WHAT YOU WILL DO → In the excerpt about Los Angeles's BLAST bikeway program, how many miles of resurfacing was the program supposed to deliver?

EXCERPTED TEXT →

════════

Of 24 projects announced, so far: 4 sweet new bikeways, 4 traffic circles, and not much else

3:58 PM PDT on June 7, 2023

More than half the BLAST program is unfinished. Many completed projects fell short of their announced length. Pictured is cracked asphalt on Compton Avenue in Watts; the city announced this part of this street would be repaved as part of BLAST. Photos by Joe Linton/Streetsblog

Announced by then-one-foot-out-the-door Mayor Eric Garcetti late last October, L.A.'s Bike Lane Acceleration and Safety Team "BLAST" initiative was supposed to deliver twenty-four "precise surgical" bikeway improvements to "close gaps" in the bike network.

BLAST is a much needed collaboration between the city's Transportation Department (LADOT), which designs the lane striping that goes on city streets, and the Bureau of Street Services (StreetsLA), which maintains city streets, including ongoing repaving. StreetsLA crews scrape and resurface streets, leaving them all smooth black asphalt. Then LADOT puts down thermoplastic striping to show where drivers are supposed to go, turn, park, etc. - and often DOT does crosswalks and bike lanes as part of striping.

Under BLAST, StreetsLA basically set aside some repaving program mileage for sites LADOT identified as bikeway priorities. BLAST was supposed to deliver 15 miles of resurfacing, with about 12 new lane-miles of bike lanes.

Two caveats: First, L.A. measures resurfacing differently than bike lanes, essentially double-counting bikeways. Adding bike lanes to one mile of resurfacing would result in two lane-miles. Adding bike lanes in both directions on all 15 miles of BLAST would total 30 lane-miles of bike lanes. But even with "Bike Lane" in the BLAST program name, just under half of the 24 segments appeared to be appropriate spots for straightforwardly adding bike lanes, and some segments already had existing bike lanes. Nonetheless, departmental coordination for about 12 new miles of bike lane and 15 miles of new smooth asphalt could be worthwhile, and perhaps the start of an improved coordinated project delivery method that could grow over time.

════════

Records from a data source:
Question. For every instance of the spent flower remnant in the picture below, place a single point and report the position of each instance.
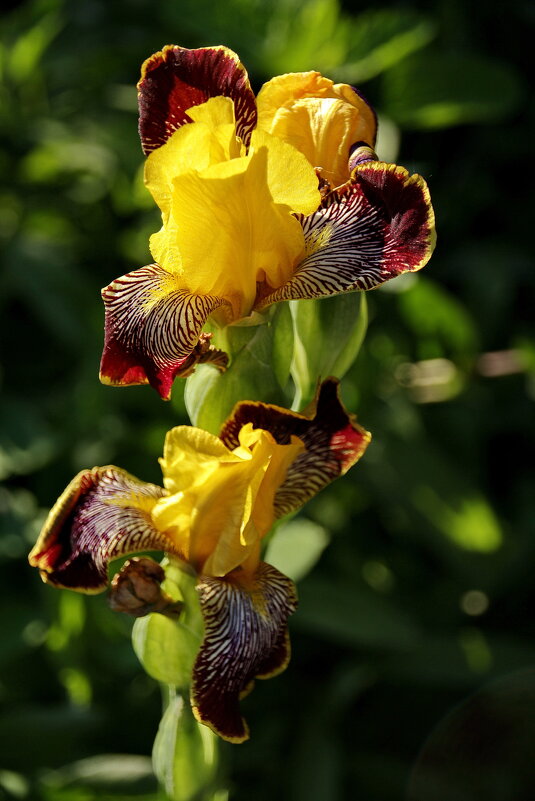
(220, 498)
(264, 199)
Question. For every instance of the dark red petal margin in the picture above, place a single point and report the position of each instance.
(176, 79)
(245, 638)
(333, 442)
(104, 513)
(377, 226)
(151, 329)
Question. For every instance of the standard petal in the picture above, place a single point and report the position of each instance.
(104, 513)
(318, 117)
(245, 638)
(152, 329)
(379, 225)
(176, 79)
(333, 442)
(231, 234)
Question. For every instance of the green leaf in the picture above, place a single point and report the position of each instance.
(296, 546)
(185, 753)
(258, 359)
(439, 90)
(328, 334)
(167, 648)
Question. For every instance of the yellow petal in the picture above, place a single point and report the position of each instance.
(318, 117)
(193, 147)
(232, 233)
(222, 501)
(190, 456)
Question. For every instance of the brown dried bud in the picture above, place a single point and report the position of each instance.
(136, 590)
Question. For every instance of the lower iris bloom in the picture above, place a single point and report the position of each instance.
(221, 496)
(263, 199)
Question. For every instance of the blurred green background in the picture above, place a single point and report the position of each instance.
(413, 671)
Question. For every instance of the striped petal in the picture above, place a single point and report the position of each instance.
(245, 638)
(333, 442)
(176, 79)
(104, 513)
(152, 330)
(376, 227)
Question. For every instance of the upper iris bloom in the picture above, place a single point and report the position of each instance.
(277, 198)
(221, 496)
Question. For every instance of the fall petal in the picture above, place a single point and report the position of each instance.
(176, 79)
(376, 227)
(333, 442)
(152, 328)
(318, 117)
(245, 638)
(104, 513)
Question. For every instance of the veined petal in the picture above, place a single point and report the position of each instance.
(318, 117)
(152, 329)
(245, 638)
(104, 513)
(376, 227)
(333, 442)
(176, 79)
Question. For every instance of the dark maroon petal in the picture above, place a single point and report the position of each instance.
(152, 330)
(245, 637)
(376, 227)
(333, 442)
(104, 513)
(176, 79)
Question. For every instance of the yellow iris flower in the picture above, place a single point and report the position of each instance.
(220, 498)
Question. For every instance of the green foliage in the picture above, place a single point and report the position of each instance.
(260, 356)
(440, 89)
(328, 334)
(167, 648)
(185, 753)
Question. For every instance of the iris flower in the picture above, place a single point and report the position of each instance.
(263, 200)
(221, 496)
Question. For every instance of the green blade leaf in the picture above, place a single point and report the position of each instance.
(185, 752)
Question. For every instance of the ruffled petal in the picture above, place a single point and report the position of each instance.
(333, 442)
(104, 513)
(176, 79)
(152, 329)
(318, 117)
(378, 226)
(245, 638)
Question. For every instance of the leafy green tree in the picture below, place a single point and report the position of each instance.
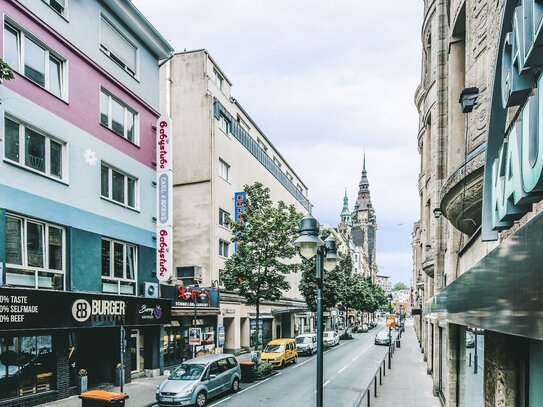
(400, 286)
(257, 271)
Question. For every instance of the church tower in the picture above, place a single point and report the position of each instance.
(364, 220)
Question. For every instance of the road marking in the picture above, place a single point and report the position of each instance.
(219, 402)
(300, 364)
(254, 385)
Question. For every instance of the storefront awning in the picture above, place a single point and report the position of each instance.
(503, 292)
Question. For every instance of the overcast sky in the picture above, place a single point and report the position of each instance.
(324, 80)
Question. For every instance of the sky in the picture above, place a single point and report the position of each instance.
(326, 81)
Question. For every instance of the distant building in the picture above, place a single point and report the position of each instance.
(218, 149)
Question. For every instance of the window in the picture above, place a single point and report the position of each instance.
(58, 5)
(224, 170)
(262, 146)
(35, 254)
(119, 187)
(119, 267)
(32, 368)
(117, 47)
(243, 124)
(217, 78)
(223, 218)
(34, 60)
(225, 125)
(33, 150)
(118, 117)
(223, 248)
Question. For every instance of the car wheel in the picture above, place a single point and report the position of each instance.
(201, 399)
(235, 386)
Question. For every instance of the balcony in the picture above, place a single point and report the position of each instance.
(462, 193)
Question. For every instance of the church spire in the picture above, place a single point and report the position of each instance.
(345, 213)
(363, 201)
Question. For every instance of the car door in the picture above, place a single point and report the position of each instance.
(214, 384)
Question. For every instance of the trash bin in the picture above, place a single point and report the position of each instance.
(247, 371)
(102, 398)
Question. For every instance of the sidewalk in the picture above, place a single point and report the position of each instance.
(407, 383)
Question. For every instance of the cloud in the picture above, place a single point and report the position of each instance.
(324, 81)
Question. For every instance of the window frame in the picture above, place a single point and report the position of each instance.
(23, 126)
(45, 251)
(115, 58)
(22, 35)
(126, 110)
(64, 13)
(224, 245)
(126, 176)
(111, 279)
(223, 165)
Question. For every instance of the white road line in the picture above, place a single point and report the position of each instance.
(254, 385)
(300, 364)
(219, 402)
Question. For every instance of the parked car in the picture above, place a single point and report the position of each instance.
(382, 338)
(470, 339)
(331, 338)
(198, 379)
(279, 352)
(306, 344)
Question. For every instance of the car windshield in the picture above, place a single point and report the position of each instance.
(187, 372)
(274, 348)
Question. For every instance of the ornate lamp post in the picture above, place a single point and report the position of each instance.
(310, 244)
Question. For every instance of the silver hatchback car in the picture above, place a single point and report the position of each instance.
(196, 380)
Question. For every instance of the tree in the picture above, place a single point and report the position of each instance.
(400, 286)
(257, 271)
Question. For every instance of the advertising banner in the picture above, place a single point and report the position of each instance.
(164, 185)
(195, 336)
(34, 309)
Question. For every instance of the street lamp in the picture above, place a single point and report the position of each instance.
(310, 244)
(194, 292)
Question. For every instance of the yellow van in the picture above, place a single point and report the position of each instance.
(279, 352)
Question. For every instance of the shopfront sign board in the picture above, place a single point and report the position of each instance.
(35, 309)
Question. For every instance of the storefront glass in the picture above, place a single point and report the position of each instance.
(471, 367)
(27, 365)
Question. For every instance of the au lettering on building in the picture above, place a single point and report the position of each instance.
(477, 274)
(77, 195)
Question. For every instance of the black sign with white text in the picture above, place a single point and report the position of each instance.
(34, 309)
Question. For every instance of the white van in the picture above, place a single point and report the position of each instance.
(306, 344)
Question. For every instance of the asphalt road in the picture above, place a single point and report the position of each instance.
(348, 369)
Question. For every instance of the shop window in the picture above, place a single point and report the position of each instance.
(34, 60)
(119, 187)
(34, 150)
(119, 265)
(35, 254)
(28, 365)
(118, 117)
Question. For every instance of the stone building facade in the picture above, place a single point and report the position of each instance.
(476, 228)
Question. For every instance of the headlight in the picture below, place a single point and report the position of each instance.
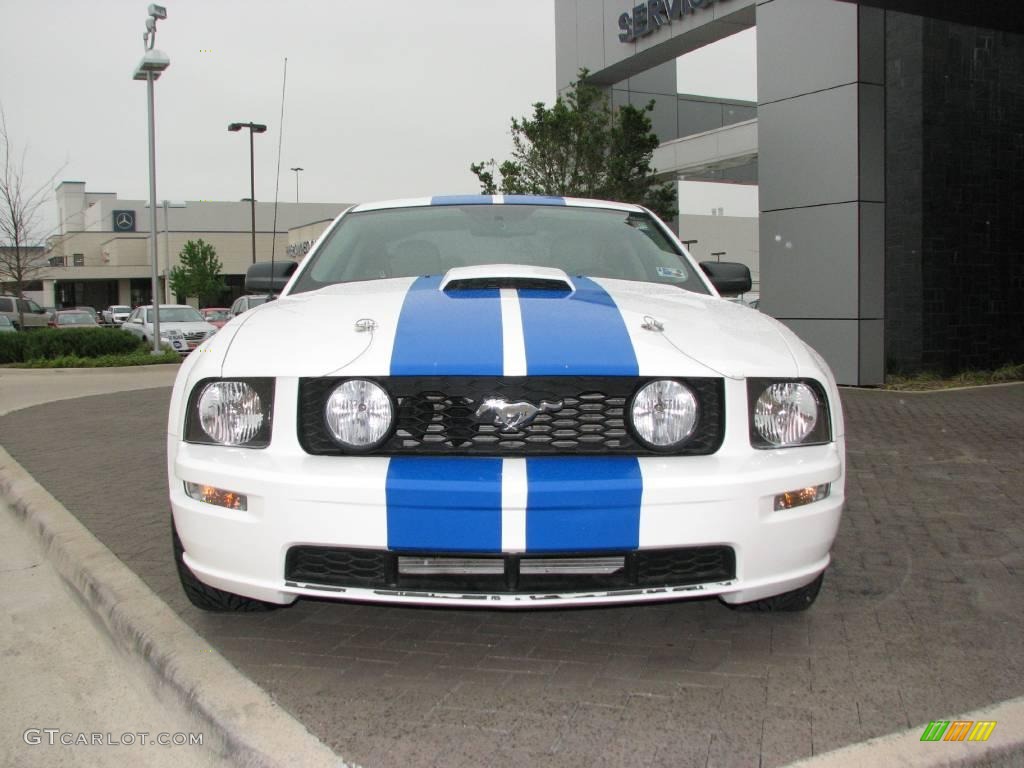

════════

EXERCISE OUTPUT → 15 miles.